The term-limited governor could not seek reelection this year, and has accepted a job as the president of Purdue University that begins as soon as he leaves office. Consequently, Big Labor has had little opportunity to retaliate against Mr. Daniels. But Republican legislators who voted for Right to Work (not a single Democrat supported H.B.1001) are another story.
In a January 31 interview with the Munster-based Northwest Indiana Times, national AFL-CIO czar Richard Trumka bluntly threatened Hoosier legislators who had voted for Right to Work and other legislative and executive candidates who had been publicly supportive of the measure.
Mr. Trumka warned pro-Right to Work GOP gubernatorial candidate Mike Pence and others who had stood up to the union hierarchy that they “should expect heavy campaigning against them in the upcoming elections,” according to Times reporter Bowdeya Tweh. The burly union boss continued, “They will pay a price at the polls.”
A few months later, Wisconsinites went to the polls in special June 5 “recall” elections orchestrated by Organized Labor. In these elections, Richard Trumka and other union kingpins targeted GOP Badger State Gov. Scott Walker, Lt. Gov. Rebecca Kleefisch, and three state senators for successfully supporting a measure abolishing forced union dues for teachers and many other public employees. Known as Act 10 and adopted in early 2011, the measure also sharply limited the scope of government union monopoly bargaining.
Despite spending millions and millions of dollars, mostly forced dues and fees exacted from workers, in the recall elections, the union machine failed to unseat Mr. Walker, Ms. Kleefisch, and two of the three targeted senators. However, since union bigwigs had already engineered the recalls of two pro-Act 10 senators in August 2011, this single victory was enough to switch partisan control of the state Senate to the Democrat Party.
On June 6, Mr. Trumka warned legislative Right to Work supporters in the Badger State and elsewhere that “the movement of Wisconsin people that forced this election in the first place, the movement that successfully recalled three Republican state senators, is not going to go away.”
But the fact is that the citizens of Indiana and Wisconsin and other states in the Midwest and around the country overwhelmingly support Right to Work, and are strongly disinclined to punish politicians for curtailing union bosses’ monopoly privileges. And this week, Mr. Trumka’s crusade against legislators in Indiana and Wisconsin who have voted for statutes reining in Big Labor’s unwarranted power came to a halt, at least for the time being, with a whimper, rather than a bang.

* [Data for this task]:
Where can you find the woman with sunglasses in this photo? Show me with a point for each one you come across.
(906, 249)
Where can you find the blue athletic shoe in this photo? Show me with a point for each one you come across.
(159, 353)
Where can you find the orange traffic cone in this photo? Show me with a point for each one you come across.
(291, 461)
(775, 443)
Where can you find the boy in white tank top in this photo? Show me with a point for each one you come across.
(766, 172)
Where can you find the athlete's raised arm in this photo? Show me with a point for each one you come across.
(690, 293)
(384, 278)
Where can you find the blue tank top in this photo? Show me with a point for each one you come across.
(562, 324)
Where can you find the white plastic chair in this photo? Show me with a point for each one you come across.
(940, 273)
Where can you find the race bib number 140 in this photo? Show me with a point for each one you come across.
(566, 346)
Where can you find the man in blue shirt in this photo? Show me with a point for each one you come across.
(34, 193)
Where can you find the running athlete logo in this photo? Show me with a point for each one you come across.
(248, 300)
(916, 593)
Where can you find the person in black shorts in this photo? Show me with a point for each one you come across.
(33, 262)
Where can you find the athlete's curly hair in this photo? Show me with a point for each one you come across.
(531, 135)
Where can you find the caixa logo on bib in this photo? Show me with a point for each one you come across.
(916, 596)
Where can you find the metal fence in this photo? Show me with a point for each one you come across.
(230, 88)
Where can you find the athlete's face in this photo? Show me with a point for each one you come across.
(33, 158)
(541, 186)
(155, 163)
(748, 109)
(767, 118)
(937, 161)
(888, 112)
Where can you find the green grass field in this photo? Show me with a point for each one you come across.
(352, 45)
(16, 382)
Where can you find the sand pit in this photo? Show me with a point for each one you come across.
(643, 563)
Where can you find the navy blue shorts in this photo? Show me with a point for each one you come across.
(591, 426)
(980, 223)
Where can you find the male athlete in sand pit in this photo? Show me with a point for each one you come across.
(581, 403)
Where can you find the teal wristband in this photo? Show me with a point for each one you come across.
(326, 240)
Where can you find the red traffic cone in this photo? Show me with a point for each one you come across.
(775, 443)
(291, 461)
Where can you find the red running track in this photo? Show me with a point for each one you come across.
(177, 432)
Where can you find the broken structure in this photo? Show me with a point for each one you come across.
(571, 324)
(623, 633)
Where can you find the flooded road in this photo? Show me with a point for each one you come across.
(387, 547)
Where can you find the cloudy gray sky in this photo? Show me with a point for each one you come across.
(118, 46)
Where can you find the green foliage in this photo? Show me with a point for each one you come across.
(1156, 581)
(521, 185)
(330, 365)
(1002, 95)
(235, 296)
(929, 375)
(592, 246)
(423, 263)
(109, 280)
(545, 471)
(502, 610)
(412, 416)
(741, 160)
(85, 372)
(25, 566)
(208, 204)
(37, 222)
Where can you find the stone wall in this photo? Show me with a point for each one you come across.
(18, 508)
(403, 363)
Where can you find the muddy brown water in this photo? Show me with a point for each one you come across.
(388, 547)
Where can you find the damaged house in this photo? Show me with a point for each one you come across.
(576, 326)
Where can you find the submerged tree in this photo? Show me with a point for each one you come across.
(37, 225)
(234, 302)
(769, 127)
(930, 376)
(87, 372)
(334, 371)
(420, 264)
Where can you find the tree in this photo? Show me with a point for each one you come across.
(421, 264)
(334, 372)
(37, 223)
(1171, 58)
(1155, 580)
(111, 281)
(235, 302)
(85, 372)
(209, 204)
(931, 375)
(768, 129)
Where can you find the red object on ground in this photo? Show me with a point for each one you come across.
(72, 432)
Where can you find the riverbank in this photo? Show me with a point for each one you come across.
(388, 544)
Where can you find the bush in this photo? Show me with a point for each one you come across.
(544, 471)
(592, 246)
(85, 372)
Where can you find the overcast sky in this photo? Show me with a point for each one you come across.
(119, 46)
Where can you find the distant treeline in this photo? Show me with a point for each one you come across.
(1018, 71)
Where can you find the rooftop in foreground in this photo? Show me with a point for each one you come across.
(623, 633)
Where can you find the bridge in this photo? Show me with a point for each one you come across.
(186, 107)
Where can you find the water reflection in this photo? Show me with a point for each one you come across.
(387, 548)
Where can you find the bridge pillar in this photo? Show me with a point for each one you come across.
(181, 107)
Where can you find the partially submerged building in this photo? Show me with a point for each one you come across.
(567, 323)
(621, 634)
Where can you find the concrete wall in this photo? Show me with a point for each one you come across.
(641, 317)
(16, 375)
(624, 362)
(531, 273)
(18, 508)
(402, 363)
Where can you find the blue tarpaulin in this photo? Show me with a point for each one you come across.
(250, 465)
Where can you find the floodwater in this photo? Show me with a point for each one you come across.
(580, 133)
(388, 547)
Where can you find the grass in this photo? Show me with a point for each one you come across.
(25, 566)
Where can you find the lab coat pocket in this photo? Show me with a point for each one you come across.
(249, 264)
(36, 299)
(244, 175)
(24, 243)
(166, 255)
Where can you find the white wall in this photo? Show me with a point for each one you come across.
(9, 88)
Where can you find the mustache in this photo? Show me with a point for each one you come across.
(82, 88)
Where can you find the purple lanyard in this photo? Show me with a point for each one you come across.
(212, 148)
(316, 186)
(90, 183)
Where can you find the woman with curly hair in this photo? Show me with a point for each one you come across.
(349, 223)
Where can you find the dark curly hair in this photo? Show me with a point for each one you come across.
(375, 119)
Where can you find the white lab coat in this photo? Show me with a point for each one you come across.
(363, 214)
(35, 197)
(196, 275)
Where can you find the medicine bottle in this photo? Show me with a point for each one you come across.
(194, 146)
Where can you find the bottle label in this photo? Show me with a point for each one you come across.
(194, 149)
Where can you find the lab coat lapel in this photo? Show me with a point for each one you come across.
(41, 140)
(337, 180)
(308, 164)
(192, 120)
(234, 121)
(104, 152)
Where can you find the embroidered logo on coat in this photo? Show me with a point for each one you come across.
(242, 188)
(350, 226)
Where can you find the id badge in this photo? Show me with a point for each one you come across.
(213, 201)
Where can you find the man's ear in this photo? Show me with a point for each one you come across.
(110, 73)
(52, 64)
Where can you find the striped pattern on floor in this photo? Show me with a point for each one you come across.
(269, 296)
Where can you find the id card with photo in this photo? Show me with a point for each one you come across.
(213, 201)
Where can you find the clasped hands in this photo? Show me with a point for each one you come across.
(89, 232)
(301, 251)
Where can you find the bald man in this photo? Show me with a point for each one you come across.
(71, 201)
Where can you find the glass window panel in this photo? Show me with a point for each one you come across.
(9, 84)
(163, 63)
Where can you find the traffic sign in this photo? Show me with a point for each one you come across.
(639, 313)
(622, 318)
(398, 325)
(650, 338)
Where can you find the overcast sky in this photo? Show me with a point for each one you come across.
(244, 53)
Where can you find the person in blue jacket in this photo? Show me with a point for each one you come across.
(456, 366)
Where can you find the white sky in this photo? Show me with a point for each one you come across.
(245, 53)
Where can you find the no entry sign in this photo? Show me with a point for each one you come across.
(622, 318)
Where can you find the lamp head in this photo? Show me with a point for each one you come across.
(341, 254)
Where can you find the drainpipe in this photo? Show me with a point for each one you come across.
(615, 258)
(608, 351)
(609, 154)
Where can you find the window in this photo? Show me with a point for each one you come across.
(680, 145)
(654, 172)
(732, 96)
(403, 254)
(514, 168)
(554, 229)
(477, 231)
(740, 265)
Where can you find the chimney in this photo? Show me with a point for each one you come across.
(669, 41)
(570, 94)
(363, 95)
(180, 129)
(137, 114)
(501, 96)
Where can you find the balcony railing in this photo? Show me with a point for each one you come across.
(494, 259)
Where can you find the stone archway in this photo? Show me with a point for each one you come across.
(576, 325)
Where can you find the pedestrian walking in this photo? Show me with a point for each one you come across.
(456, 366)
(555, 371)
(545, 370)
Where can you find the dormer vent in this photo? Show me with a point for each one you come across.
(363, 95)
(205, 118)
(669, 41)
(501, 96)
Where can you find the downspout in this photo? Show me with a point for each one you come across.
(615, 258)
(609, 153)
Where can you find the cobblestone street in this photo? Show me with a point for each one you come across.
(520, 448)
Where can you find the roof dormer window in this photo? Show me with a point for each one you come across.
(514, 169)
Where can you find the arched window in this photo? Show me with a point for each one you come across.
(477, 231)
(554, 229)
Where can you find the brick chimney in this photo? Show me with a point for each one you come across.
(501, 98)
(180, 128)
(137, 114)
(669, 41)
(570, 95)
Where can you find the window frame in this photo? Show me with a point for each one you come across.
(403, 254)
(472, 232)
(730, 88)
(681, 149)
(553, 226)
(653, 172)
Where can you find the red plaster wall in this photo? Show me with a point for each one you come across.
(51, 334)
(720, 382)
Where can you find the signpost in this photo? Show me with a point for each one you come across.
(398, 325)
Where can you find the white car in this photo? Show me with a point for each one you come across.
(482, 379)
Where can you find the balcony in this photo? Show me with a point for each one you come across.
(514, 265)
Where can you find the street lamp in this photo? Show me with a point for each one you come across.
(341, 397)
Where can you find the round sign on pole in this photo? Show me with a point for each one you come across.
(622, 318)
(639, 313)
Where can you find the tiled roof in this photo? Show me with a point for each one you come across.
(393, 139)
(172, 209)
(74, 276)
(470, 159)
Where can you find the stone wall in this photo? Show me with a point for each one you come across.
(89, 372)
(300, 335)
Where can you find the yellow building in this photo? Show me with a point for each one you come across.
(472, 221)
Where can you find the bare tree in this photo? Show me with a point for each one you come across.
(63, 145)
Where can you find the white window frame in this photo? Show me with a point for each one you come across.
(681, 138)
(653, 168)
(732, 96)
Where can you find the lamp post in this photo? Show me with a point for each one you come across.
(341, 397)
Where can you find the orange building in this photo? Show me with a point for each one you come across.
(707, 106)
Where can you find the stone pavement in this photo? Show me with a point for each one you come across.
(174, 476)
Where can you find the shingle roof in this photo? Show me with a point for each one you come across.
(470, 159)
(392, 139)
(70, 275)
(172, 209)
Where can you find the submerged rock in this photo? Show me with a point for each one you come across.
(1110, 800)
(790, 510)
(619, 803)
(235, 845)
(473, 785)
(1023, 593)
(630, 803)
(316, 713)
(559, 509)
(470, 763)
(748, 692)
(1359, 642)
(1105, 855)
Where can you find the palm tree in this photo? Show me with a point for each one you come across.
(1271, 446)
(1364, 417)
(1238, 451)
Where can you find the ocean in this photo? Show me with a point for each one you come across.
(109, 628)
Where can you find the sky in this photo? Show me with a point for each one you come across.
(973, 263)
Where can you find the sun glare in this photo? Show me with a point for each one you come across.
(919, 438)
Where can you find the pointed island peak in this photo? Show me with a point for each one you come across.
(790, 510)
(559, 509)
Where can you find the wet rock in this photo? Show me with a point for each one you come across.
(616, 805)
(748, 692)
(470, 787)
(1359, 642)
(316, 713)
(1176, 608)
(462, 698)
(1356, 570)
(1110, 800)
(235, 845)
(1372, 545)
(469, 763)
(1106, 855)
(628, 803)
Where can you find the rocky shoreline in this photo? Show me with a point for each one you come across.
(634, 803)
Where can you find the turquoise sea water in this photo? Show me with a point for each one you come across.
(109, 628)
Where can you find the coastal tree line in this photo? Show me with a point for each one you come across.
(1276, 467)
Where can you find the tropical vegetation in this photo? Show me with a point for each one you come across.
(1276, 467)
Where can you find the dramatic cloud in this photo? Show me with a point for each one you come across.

* [Required tasks]:
A: Translate this sentence from the piece on Right to Work into Spanish: "Known as Act 10 and adopted in early 2011, the measure also sharply limited the scope of government union monopoly bargaining."
B: Echo the part of the listing that opens with the line containing "Where can you find the rocky" and runs through the listing's last line, both included.
The text and the listing have nothing to do with each other.

* [Answers to the tasks]:
A: Conocida como Act 10 y aprobada a principios de 2011, la medida también limitó drásticamente el alcance de la negociación monopólica de los sindicatos del sector público.

B:
Where can you find the rocky shoreline in this photo? Show me with a point for each one you come across.
(634, 803)
Where can you find the turquoise sea water in this photo? Show me with a point for each one you come across.
(109, 628)
Where can you find the coastal tree line in this photo? Show me with a point for each one you come across.
(1276, 467)
Where can you find the tropical vegetation in this photo? Show me with a point for each one you come across.
(1276, 467)
Where can you find the dramatic cloud in this photo? Show me with a point for each one you come across.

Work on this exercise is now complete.